*WHAT IS BEING ASKED*
Could you write out the records below exactly as they appear?

[Coordinate annotation entries]
====================

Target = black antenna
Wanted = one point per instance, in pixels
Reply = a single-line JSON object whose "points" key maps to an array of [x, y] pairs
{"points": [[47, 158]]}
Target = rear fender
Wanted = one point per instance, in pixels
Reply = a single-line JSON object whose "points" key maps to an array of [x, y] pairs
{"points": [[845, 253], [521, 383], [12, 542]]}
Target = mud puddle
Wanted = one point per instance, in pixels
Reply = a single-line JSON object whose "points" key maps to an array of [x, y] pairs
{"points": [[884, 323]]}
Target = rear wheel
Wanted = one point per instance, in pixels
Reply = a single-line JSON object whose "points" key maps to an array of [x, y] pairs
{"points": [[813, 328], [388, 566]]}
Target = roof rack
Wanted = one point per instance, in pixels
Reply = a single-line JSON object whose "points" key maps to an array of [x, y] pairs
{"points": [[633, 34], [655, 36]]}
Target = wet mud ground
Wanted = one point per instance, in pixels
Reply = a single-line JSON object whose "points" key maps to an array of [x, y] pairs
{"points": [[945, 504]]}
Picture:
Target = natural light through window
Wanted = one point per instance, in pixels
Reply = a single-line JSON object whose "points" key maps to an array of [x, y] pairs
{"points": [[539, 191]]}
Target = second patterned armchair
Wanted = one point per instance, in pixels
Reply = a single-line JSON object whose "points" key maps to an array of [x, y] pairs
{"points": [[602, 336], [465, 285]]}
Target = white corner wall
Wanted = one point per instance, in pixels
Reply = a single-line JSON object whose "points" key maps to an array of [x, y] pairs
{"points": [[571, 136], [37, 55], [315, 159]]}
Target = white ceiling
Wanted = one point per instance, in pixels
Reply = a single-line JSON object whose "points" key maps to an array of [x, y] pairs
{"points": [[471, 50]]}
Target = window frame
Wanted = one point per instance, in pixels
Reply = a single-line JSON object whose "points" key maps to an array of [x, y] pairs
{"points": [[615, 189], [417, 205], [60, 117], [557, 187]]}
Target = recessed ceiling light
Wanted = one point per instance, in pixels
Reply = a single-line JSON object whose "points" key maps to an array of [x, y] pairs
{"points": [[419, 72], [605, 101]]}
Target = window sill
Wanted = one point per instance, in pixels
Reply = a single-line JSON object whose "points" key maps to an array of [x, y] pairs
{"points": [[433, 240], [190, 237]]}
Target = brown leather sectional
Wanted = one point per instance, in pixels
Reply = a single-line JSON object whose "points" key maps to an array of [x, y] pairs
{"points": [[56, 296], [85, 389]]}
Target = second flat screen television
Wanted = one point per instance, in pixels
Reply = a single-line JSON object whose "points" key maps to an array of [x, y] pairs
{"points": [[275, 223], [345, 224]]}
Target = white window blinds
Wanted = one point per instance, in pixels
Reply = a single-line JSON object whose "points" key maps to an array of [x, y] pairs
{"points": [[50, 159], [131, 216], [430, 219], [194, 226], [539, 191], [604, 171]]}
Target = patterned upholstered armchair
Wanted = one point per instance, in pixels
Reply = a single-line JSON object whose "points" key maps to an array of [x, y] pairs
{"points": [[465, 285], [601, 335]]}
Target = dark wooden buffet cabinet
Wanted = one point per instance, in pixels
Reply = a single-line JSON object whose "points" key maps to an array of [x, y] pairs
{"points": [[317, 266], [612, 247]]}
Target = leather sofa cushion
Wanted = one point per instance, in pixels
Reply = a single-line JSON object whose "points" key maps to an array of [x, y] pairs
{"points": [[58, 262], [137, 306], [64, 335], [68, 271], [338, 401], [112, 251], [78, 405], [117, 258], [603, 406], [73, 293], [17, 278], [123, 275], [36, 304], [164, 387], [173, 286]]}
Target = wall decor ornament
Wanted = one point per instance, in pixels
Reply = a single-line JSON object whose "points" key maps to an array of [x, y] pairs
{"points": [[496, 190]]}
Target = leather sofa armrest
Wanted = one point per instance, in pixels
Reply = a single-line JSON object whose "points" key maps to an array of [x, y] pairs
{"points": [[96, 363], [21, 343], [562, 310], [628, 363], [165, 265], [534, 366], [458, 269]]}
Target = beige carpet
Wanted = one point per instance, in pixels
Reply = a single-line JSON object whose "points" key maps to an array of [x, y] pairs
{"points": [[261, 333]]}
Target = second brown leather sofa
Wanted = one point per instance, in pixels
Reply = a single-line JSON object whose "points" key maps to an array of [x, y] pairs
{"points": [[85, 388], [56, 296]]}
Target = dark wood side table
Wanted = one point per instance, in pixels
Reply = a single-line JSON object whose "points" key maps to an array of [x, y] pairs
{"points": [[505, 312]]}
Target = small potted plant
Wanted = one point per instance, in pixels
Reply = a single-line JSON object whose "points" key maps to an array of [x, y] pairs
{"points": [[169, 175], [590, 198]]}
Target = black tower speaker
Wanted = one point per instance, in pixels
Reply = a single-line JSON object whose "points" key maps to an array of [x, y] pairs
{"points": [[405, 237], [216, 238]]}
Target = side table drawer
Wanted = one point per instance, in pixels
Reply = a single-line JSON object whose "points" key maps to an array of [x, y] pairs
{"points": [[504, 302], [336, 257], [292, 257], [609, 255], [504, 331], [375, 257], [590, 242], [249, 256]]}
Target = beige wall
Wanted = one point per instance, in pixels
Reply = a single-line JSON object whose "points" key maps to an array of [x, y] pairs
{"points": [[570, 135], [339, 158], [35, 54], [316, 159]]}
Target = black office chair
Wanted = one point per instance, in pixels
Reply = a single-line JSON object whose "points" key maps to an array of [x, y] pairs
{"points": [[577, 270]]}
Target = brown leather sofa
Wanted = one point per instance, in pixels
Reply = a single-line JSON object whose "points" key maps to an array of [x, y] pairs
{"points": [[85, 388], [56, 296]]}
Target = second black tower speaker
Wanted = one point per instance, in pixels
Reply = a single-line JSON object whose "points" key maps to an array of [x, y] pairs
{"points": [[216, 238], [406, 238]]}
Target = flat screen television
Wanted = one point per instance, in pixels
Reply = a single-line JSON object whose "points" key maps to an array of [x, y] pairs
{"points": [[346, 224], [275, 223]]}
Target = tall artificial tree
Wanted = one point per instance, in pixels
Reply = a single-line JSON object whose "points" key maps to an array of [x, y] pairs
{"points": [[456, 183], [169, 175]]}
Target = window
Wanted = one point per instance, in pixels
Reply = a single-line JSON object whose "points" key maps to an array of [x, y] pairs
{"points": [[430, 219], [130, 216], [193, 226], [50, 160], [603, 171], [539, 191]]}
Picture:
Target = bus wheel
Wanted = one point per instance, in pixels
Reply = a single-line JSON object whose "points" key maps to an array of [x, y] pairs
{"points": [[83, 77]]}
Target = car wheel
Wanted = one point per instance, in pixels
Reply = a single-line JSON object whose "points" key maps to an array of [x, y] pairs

====================

*RESULT BELOW*
Target = black antenna
Wanted = one point per instance, in pixels
Reply = a single-line JSON object whose "points" key maps to an array of [x, y] pairs
{"points": [[47, 158]]}
Target = rear fender
Wanted = one point per instance, in pixels
Reply = a single-line JSON object whose "points" key maps to an array of [x, y] pairs
{"points": [[845, 253], [521, 383], [12, 542]]}
Target = mud puddle
Wanted = one point per instance, in pixels
Reply = a single-line JSON object whose "points" key maps to an array of [x, y] pairs
{"points": [[884, 323]]}
Target = rear wheel
Wanted = one point per instance, in pixels
Reply = a single-line JSON object whose "points" key maps to an array of [x, y] pairs
{"points": [[813, 328], [388, 566]]}
Target = roof rack
Wanted = one point per instance, in pixels
Reply = a single-line JSON object whose "points" key maps to an array of [x, y] pairs
{"points": [[633, 34], [655, 36]]}
Target = wet mud ground
Wanted = one point per instance, in pixels
Reply = a single-line JSON object whose "points" key maps to an array of [x, y] pairs
{"points": [[945, 504]]}
Picture:
Target = natural light through window
Wanted = one point per instance, in pixels
Reply = a single-line JSON object whose "points" key maps to an array of [x, y] pairs
{"points": [[539, 191]]}
Target = second patterned armchair
Wanted = one point per instance, in pixels
Reply = a single-line JSON object whose "points" key maps to an array of [x, y] pairs
{"points": [[602, 336], [465, 285]]}
Target = white corner wall
Wanted = one point per instance, in pixels
Reply = a single-line JSON object whose "points" key maps to an array of [x, y] pairs
{"points": [[571, 136], [37, 55], [315, 159]]}
Target = white ceiling
Wanted = one point per instance, in pixels
Reply = a single-line JSON object whose "points" key maps to an array of [x, y] pairs
{"points": [[471, 50]]}
Target = window frame
Wanted = one point per instance, in pixels
Reply = a single-line JSON object whose "points" key maps to an array of [x, y] pairs
{"points": [[615, 189], [417, 205], [60, 117], [557, 187]]}
Target = recessed ceiling light
Wanted = one point per instance, in pixels
Reply = a single-line JSON object whose "points" key maps to an array of [x, y] pairs
{"points": [[419, 72], [605, 101]]}
Target = window sill
Wanted = one point per instance, in pixels
Reply = a single-line JSON object whose "points" key maps to an array of [x, y] pairs
{"points": [[433, 240], [190, 237]]}
Target = brown leather sectional
Wanted = one point per instance, in pixels
Reply = a single-line JSON object whose "points" key maps to an array of [x, y] pairs
{"points": [[56, 296], [85, 389]]}
Target = second flat screen television
Wanted = one point per instance, in pixels
Reply = a single-line JSON object whose "points" key maps to an array of [x, y] pairs
{"points": [[275, 223], [345, 224]]}
Target = white window blinds
Wanted = one point per instance, in pixels
Reply = a single-line JSON object whose "points" key maps to an array of [x, y] pairs
{"points": [[50, 159], [131, 216], [430, 219], [194, 226], [539, 191], [604, 171]]}
Target = patterned upholstered armchair
Wanted = one point per instance, in pixels
Reply = a single-line JSON object whose "points" key maps to an array of [x, y] pairs
{"points": [[465, 285], [601, 335]]}
Target = dark wooden buffet cabinet
Wanted = one point per instance, in pixels
Reply = a single-line JSON object whose "points" key maps to an array of [x, y] pairs
{"points": [[317, 266], [612, 247]]}
Target = leather sofa cushion
Wanted = one point per instance, in pixels
Reply = a single-line JSON object whose "points" key maps to an array of [x, y] pairs
{"points": [[58, 262], [137, 306], [64, 335], [68, 271], [338, 401], [112, 251], [78, 405], [117, 258], [603, 406], [73, 293], [17, 278], [123, 275], [36, 304], [164, 387], [173, 286]]}
Target = wall decor ornament
Wanted = one point per instance, in pixels
Reply = a single-line JSON object whose "points" key maps to an array of [x, y] pairs
{"points": [[496, 190]]}
Target = leather sofa armrest
Wanted = one point per instance, in pixels
Reply = a single-line JSON object whose "points" key maps to an array of [x, y] pairs
{"points": [[96, 363], [21, 343], [562, 310], [628, 363], [165, 265], [534, 366], [458, 269]]}
Target = beige carpet
Wanted = one point per instance, in pixels
Reply = a single-line JSON object whose "points" key maps to an array of [x, y] pairs
{"points": [[261, 333]]}
Target = second brown leather sofa
Wanted = one point per instance, in pixels
Reply = a single-line JSON object whose "points" key maps to an array of [x, y] pairs
{"points": [[85, 388], [56, 296]]}
Target = dark wood side table
Wanted = one point per instance, in pixels
Reply = a single-line JSON object whose "points" key maps to an array of [x, y] pairs
{"points": [[505, 312]]}
Target = small potted plant
Wanted = one point per instance, in pixels
Reply = a single-line JSON object whose "points" key maps to an array of [x, y] pairs
{"points": [[169, 175], [590, 198]]}
Target = black tower speaker
Wanted = one point per instance, in pixels
Reply = a single-line JSON object whose "points" key maps to an array of [x, y] pairs
{"points": [[405, 237], [216, 238]]}
Target = side table drawer
Wanted = one point per instance, in pixels
Reply = a single-line JSON object whose "points" key maps to an array of [x, y] pairs
{"points": [[504, 302], [336, 257], [292, 257], [609, 255], [504, 331], [375, 257], [590, 242], [249, 256]]}
Target = beige wall
Wanted = one point per instance, in pixels
Reply = a single-line JSON object whose "points" key maps to an array of [x, y] pairs
{"points": [[570, 135], [339, 158], [35, 54], [316, 159]]}
Target = black office chair
Wanted = one point per instance, in pixels
Reply = a single-line JSON object whose "points" key maps to an array of [x, y] pairs
{"points": [[577, 270]]}
Target = brown leather sofa
Wanted = one point per instance, in pixels
Reply = a single-line JSON object whose "points" key maps to an array of [x, y] pairs
{"points": [[85, 388], [56, 296]]}
Target = second black tower speaker
Wanted = one point per instance, in pixels
Reply = a single-line JSON object whose "points" key maps to an array of [x, y] pairs
{"points": [[216, 238], [406, 238]]}
Target = flat screen television
Wanted = one point per instance, in pixels
Reply = a single-line JSON object whose "points" key maps to an array of [x, y] pairs
{"points": [[346, 224], [275, 223]]}
Target = tall artificial tree
Wanted = one point per instance, in pixels
Reply = a single-line JSON object whose "points" key maps to an array of [x, y] pairs
{"points": [[456, 183], [169, 175]]}
Target = window
Wanted = one point per instance, in pixels
Reply = a single-line JSON object whose "points" key maps to an array of [x, y] pairs
{"points": [[430, 219], [130, 216], [193, 226], [50, 160], [603, 171], [539, 191]]}
Picture:
Target = bus wheel
Wanted = one point per instance, in pixels
Reply = a single-line JSON object whose "points" key maps to an array of [x, y] pairs
{"points": [[83, 77]]}
Target = car wheel
Wanted = one point per instance, in pixels
Reply = a single-line JSON object whose "points" key maps to an array of [x, y] pairs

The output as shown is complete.